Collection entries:
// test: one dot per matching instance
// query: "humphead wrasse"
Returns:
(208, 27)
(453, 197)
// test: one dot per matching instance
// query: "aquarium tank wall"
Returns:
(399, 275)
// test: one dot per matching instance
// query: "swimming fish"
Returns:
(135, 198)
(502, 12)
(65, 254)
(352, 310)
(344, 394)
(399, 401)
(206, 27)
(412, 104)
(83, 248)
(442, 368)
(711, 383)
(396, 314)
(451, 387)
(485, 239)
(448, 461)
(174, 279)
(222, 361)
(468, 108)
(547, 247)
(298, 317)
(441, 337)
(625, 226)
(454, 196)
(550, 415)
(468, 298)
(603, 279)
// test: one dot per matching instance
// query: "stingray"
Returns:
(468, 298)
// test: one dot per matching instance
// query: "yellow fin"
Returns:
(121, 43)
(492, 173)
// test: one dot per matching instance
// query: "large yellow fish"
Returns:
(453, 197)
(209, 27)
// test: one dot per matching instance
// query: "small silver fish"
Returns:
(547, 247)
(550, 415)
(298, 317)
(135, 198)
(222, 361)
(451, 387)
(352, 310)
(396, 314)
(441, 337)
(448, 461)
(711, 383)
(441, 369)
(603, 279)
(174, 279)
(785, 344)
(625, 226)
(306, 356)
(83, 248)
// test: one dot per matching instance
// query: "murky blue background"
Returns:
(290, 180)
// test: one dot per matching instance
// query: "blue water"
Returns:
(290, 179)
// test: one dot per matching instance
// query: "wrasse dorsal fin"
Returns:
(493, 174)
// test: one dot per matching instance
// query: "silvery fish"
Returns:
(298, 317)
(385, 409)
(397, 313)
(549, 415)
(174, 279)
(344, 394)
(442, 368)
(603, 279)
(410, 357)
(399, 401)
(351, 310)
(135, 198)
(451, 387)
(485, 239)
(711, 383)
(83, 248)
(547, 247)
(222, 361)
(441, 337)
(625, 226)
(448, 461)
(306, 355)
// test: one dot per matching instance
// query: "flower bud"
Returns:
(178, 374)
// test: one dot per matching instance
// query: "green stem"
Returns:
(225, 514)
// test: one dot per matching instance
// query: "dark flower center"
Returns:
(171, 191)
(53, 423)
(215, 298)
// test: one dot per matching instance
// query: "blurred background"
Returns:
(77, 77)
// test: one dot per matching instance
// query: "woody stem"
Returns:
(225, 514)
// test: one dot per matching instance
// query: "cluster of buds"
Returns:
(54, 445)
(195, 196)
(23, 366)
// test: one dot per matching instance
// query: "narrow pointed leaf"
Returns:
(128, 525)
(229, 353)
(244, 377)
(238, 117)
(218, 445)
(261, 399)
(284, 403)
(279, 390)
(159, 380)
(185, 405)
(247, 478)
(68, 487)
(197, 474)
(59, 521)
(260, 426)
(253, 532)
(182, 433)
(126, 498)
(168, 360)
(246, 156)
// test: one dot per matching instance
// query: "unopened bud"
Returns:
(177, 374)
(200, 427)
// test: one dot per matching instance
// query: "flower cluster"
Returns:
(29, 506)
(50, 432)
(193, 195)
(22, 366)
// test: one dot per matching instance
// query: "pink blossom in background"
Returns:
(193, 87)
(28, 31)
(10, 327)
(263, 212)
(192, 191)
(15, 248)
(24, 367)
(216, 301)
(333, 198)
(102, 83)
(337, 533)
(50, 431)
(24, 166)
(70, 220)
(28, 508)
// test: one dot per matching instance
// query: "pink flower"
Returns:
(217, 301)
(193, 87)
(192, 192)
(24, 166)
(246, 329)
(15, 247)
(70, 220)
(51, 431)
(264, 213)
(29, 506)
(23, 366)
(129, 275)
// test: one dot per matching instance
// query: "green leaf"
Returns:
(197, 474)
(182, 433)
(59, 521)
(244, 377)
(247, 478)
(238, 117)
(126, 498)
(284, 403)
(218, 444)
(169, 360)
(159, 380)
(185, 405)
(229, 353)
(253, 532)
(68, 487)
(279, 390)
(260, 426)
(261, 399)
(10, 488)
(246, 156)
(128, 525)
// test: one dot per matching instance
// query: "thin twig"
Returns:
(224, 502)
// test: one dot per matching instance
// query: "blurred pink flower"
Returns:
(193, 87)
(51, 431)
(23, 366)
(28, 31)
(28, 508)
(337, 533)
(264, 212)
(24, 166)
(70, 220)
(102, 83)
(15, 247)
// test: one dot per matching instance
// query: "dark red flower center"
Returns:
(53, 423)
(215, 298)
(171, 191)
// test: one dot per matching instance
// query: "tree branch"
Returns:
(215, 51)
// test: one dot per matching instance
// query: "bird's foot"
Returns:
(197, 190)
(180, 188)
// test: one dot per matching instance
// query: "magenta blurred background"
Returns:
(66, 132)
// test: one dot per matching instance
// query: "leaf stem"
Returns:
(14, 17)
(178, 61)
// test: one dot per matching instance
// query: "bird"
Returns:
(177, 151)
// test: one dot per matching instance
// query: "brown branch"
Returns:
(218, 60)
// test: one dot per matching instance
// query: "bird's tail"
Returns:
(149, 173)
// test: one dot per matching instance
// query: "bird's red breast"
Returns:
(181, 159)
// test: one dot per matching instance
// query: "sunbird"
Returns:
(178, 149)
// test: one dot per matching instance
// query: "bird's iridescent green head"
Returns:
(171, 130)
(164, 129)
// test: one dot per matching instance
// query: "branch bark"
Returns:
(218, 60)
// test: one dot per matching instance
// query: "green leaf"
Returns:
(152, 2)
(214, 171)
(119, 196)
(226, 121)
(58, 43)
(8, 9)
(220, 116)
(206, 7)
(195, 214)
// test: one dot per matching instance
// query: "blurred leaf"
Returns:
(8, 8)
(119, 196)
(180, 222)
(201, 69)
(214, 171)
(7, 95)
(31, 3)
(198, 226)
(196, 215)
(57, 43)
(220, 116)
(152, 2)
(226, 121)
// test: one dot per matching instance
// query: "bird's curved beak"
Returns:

◆ Work to complete
Which lines of the records above contain the word "branch"? Show each of them.

◆ Exercise response
// query: "tree branch"
// query: "brown branch"
// query: "branch bark"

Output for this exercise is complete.